Re: [PERFORM] mergehashloop

2006-04-20 Thread Jim C. Nasby
On Wed, Apr 19, 2006 at 01:25:28AM -0400, Tom Lane wrote:
 Mark Kirkwood [EMAIL PROTECTED] writes:
  Jim C. Nasby wrote:
  Good point. :/ I'm guessing there's no easy way to see how many blocks
  for a given relation are in shared memory, either...
 
  contrib/pg_buffercache will tell you this -
 
 I think the key word in Jim's comment was easy, ie, cheap.  Grovelling
 through many thousands of buffers to count the matches to a given
 relation doesn't sound appetizing, especially not if it gets done over
 again several times during each query-planning cycle.  Trying to keep
 centralized counts somewhere would be even worse (because of locking/
 contention issues).

Very true. OTOH, it might not be unreasonable to periodically slog
through the buffers and store that information, perhaps once a minute,
or every X number of transactions.

I think a bigger issue is that we currently have no way to really
measure the effictiveness of the planner. Without that it's impossible
to come up with any real data on whether cost formula A is better or
worse than cost formula B. The only means I can think of for doing this
would be to measure estimated cost vs actual cost, but with the overhead
of EXPLAIN ANALYZE and other variables that might not prove terribly
practical. Maybe someone else has some ideas...
-- 
Jim C. Nasby, Sr. Engineering Consultant  [EMAIL PROTECTED]
Pervasive Software  http://pervasive.comwork: 512-231-6117
vcard: http://jim.nasby.net/pervasive.vcf   cell: 512-569-9461

---(end of broadcast)---
TIP 2: Don't 'kill -9' the postmaster


Re: [PERFORM] mergehashloop

2006-04-18 Thread Markus Schaber
Hi, Tom,

Tom Lane wrote:

 Well, the other thing that's going on here is that we know we are
 overestimating the cost of nestloop-with-inner-indexscan plans.
 The current estimation for that is basically outer scan cost plus N
 times inner scan cost where N is the estimated number of outer tuples;
 in other words the repeated indexscan probes are each assumed to happen
 from a cold start.  In reality, caching of the upper levels of the index
 means that the later index probes are much cheaper than this model
 thinks.  We've known about this for some time but no one's yet proposed
 a more reasonable cost model.

My spontaneus guess would be to use log(N)*inner instead of N*inner. I
don't have any backings for that, it's just what my intuition tells me
as a first shot.

 In my mind this is tied into another issue, which is that the planner
 always costs on the basis of each query starting from zero.  In a real
 environment it's much cheaper to use heavily-used indexes than this cost
 model suggests, because they'll already be swapped in due to use by
 previous queries.  But we haven't got any infrastructure to keep track
 of what's been heavily used, let alone a cost model that could make use
 of the info.

An easy first approach would be to add a user tunable cache probability
value to each index (and possibly table) between 0 and 1. Then simply
multiply random_page_cost with (1-that value) for each scan.

▸ **Task inputs**:
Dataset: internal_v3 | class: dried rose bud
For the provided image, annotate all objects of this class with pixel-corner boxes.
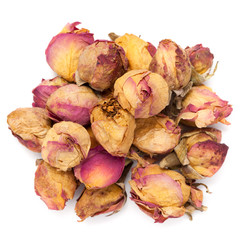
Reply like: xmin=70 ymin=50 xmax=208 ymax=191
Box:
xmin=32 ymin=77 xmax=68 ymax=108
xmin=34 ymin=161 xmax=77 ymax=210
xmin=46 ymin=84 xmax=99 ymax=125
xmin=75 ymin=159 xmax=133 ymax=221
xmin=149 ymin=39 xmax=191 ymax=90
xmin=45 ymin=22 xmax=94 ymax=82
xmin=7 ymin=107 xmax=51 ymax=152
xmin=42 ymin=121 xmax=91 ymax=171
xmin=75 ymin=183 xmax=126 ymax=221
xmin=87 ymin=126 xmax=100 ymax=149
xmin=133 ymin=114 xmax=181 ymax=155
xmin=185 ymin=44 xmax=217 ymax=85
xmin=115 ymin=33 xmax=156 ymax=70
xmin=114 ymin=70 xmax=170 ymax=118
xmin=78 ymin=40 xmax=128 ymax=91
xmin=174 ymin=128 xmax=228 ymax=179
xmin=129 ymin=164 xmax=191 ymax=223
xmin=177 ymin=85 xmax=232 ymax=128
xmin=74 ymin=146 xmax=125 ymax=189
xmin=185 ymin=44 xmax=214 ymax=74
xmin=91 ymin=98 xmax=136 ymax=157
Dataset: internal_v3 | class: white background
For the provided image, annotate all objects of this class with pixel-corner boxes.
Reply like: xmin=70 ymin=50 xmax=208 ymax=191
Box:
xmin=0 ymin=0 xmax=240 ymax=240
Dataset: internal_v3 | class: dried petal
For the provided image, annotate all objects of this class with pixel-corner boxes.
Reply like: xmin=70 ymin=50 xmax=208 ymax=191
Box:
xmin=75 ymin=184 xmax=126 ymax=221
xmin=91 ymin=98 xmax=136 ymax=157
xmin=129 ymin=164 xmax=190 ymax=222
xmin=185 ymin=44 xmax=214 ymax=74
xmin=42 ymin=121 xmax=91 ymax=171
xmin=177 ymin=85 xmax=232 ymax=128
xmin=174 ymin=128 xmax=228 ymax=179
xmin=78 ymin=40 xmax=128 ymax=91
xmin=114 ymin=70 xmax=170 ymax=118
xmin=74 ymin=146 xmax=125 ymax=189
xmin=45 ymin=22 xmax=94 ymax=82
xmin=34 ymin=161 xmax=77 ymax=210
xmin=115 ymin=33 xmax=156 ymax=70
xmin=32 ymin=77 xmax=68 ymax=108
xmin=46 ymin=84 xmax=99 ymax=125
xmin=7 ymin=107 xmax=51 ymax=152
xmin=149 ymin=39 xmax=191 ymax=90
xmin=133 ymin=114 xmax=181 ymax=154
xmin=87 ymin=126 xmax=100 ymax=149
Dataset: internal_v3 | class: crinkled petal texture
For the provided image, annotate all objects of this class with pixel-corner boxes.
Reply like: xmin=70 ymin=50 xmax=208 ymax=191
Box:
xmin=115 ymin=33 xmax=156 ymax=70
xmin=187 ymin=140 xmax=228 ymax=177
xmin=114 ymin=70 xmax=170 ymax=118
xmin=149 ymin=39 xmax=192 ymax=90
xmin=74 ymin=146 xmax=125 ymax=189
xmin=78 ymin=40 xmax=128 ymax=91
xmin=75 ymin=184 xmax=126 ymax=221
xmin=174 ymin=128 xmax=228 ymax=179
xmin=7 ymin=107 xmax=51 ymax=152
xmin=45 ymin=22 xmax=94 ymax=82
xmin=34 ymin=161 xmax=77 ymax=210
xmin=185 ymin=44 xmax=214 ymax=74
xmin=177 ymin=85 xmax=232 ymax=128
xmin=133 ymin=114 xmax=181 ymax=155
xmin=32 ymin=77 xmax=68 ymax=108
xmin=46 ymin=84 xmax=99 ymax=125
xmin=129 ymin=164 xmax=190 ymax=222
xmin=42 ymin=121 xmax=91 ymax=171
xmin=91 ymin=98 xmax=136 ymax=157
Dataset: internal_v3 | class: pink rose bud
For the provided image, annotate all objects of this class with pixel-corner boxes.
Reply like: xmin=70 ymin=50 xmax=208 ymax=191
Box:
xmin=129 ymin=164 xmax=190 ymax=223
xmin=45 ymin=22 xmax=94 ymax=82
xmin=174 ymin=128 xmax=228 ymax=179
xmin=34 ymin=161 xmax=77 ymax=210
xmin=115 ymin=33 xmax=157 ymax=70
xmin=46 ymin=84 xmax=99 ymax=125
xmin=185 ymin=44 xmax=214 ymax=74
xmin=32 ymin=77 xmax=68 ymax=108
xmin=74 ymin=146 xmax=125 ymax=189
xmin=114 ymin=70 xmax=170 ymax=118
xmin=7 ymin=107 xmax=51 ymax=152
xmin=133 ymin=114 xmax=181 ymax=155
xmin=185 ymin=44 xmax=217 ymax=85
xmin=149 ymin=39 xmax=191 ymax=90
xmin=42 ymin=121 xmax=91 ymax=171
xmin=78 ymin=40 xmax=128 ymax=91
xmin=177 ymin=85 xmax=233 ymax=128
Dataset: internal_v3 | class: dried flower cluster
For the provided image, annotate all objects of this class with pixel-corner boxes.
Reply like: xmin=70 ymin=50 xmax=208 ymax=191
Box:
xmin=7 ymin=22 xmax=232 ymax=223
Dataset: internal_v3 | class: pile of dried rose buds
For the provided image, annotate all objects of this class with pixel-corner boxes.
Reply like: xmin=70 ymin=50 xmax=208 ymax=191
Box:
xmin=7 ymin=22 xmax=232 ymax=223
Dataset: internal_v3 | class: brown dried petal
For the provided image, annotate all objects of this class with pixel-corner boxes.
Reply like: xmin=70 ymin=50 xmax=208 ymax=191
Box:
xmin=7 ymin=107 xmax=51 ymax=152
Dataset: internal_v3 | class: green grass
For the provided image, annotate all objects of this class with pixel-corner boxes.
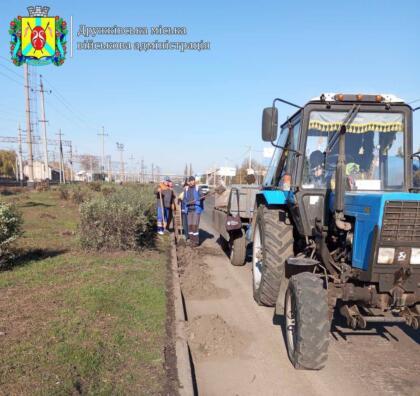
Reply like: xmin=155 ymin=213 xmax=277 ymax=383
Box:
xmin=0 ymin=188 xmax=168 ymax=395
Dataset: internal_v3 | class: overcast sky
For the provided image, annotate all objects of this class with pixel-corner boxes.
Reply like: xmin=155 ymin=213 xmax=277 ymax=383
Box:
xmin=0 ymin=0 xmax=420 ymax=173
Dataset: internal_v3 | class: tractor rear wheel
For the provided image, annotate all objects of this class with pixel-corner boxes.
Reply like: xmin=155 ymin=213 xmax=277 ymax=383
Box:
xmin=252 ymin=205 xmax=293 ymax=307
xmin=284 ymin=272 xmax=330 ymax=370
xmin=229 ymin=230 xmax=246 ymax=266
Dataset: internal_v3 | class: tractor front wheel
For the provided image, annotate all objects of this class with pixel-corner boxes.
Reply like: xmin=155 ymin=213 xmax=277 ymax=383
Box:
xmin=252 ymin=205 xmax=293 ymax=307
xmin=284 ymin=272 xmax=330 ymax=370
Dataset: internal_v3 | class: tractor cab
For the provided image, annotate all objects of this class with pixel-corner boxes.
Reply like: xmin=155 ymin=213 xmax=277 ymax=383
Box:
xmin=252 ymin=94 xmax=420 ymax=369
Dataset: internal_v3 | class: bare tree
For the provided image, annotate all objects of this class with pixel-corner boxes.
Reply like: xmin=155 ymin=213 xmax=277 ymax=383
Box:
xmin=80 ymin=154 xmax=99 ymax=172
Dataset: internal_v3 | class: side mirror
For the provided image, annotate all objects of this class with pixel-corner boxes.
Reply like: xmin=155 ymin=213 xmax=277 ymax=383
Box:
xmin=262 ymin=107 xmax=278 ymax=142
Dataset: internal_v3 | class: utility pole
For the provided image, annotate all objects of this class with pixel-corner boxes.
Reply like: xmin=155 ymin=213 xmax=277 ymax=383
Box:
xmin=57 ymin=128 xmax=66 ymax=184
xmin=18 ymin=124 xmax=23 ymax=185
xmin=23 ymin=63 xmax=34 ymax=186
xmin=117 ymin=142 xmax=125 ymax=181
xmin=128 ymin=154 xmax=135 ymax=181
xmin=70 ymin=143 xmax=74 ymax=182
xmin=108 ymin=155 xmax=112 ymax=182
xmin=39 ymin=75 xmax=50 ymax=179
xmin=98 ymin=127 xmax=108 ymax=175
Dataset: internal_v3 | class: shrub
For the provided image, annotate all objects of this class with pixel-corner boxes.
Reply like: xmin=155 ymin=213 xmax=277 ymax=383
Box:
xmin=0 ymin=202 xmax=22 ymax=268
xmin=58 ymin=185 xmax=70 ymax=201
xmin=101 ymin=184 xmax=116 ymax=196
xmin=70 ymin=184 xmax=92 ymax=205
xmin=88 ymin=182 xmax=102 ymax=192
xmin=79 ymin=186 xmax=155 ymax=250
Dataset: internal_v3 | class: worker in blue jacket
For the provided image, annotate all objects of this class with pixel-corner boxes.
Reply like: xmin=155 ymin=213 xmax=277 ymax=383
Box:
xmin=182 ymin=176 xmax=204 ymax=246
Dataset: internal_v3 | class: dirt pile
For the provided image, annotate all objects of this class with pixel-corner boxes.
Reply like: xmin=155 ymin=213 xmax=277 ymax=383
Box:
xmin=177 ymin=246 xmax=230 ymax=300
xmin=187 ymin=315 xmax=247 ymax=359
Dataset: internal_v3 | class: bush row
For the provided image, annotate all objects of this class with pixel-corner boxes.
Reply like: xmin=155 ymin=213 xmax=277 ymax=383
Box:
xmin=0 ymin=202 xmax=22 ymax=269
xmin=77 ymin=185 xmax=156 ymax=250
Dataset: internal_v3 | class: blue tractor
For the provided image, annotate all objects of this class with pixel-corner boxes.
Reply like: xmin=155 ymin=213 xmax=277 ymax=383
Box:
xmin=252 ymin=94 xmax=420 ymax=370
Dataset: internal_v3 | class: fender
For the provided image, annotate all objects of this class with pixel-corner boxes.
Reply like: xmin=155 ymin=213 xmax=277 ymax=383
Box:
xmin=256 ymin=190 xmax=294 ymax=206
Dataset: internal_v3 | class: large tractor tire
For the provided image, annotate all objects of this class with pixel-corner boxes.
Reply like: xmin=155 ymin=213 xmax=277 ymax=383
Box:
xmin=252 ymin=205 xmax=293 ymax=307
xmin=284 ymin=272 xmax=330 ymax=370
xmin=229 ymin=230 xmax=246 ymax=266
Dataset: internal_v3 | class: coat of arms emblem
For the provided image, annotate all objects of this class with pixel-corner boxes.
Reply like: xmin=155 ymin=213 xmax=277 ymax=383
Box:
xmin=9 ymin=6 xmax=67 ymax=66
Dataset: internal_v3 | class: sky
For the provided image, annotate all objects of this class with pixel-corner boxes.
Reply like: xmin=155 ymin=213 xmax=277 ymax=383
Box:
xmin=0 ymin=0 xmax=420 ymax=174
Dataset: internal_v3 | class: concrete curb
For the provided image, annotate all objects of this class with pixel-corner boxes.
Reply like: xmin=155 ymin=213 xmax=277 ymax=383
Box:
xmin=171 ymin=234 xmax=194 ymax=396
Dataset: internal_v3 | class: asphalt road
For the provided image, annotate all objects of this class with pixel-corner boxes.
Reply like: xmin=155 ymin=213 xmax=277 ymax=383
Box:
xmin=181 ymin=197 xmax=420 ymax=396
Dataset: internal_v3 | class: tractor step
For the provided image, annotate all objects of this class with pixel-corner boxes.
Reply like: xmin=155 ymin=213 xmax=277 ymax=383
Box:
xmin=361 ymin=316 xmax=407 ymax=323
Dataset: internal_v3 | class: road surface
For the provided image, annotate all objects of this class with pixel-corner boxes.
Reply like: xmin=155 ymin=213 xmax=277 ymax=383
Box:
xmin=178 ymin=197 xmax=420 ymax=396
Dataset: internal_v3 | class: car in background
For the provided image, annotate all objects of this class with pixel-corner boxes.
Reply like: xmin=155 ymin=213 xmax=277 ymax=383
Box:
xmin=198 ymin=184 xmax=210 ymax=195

--

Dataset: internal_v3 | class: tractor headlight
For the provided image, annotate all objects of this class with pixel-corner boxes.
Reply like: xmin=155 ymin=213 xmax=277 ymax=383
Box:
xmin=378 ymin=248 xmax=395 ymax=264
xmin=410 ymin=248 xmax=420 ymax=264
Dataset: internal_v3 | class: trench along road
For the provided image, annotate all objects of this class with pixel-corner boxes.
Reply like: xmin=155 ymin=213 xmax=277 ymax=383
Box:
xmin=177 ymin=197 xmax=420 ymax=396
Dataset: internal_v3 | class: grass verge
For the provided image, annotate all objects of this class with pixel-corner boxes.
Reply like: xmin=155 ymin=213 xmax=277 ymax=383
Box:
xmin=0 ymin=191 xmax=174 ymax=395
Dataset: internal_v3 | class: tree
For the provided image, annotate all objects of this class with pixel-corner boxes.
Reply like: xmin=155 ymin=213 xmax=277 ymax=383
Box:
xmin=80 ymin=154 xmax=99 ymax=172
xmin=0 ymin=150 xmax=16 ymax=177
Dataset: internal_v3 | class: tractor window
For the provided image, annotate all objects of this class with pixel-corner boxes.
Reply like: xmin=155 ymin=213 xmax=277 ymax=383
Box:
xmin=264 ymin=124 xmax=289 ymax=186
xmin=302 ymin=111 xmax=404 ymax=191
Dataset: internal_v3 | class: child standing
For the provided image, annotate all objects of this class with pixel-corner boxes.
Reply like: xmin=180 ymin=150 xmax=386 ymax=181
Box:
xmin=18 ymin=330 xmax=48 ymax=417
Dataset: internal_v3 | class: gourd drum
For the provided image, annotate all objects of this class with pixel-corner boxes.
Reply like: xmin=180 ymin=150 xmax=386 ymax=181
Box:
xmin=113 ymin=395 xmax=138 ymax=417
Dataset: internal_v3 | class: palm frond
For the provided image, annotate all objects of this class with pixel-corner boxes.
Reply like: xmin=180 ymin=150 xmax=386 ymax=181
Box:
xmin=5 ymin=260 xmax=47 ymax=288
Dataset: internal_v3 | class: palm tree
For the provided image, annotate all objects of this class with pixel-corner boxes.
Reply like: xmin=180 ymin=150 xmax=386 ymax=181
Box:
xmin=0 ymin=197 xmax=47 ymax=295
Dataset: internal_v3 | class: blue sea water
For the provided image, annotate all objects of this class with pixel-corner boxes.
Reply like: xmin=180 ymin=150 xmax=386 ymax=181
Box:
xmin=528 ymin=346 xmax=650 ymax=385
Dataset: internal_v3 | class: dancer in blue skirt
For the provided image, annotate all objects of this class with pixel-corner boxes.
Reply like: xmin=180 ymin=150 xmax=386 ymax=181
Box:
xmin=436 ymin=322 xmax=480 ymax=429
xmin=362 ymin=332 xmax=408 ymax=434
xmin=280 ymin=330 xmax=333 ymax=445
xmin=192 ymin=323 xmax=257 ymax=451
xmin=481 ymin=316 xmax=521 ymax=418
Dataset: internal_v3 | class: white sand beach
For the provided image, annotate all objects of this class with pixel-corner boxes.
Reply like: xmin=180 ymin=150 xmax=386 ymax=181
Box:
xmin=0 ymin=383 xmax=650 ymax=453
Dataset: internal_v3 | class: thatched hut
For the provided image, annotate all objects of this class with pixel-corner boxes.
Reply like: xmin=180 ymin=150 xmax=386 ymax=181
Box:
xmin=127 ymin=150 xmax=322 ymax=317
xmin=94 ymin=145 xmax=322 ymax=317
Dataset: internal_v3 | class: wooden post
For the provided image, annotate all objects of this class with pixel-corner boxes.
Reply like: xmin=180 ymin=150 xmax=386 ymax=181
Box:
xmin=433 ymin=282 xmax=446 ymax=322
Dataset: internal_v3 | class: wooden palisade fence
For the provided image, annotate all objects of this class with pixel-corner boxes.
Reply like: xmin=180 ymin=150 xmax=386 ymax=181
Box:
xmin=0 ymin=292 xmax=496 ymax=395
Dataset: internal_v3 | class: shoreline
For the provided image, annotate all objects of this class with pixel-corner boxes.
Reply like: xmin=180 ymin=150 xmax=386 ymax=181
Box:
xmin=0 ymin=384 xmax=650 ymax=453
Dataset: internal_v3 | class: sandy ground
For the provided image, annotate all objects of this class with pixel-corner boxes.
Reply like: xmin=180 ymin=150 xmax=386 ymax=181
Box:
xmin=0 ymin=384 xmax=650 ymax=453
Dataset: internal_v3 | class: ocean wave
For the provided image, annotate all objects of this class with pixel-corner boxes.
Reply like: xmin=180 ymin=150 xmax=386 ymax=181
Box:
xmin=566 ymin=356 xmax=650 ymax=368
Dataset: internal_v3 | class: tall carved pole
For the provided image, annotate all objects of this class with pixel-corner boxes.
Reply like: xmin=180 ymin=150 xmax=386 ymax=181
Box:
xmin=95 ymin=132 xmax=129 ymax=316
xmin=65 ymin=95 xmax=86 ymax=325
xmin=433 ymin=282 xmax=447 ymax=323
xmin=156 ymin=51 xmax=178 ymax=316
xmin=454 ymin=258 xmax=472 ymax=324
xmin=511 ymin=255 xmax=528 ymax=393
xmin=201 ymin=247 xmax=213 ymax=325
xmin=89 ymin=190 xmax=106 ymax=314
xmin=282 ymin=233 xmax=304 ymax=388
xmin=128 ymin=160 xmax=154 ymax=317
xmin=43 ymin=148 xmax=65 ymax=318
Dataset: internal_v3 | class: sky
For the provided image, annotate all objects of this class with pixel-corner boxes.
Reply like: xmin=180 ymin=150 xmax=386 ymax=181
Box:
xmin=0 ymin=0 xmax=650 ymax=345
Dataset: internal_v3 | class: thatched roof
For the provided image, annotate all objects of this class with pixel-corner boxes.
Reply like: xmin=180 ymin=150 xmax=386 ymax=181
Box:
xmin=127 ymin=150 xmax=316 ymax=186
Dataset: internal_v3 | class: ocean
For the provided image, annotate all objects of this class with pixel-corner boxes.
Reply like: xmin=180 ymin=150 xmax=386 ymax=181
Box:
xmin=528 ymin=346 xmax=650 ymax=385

▸ **Work to do**:
(1) In the mergehashloop thread, why does Tom Lane say the planner overestimates the cost of nestloop-with-inner-indexscan plans? Answer in one to three sentences.
(2) Which lines of the records contain the word "pole"? Pick out each one.
The records have no connection to the text.

▸ **Exercise solutions**:
(1) The cost model assumes each repeated index probe starts cold, so it charges the inner scan cost in full N times. In reality, the upper levels of the index stay cached, so the later probes are much cheaper than the model estimates.

(2)
Dataset: internal_v3 | class: utility pole
Dataset: internal_v3 | class: tall carved pole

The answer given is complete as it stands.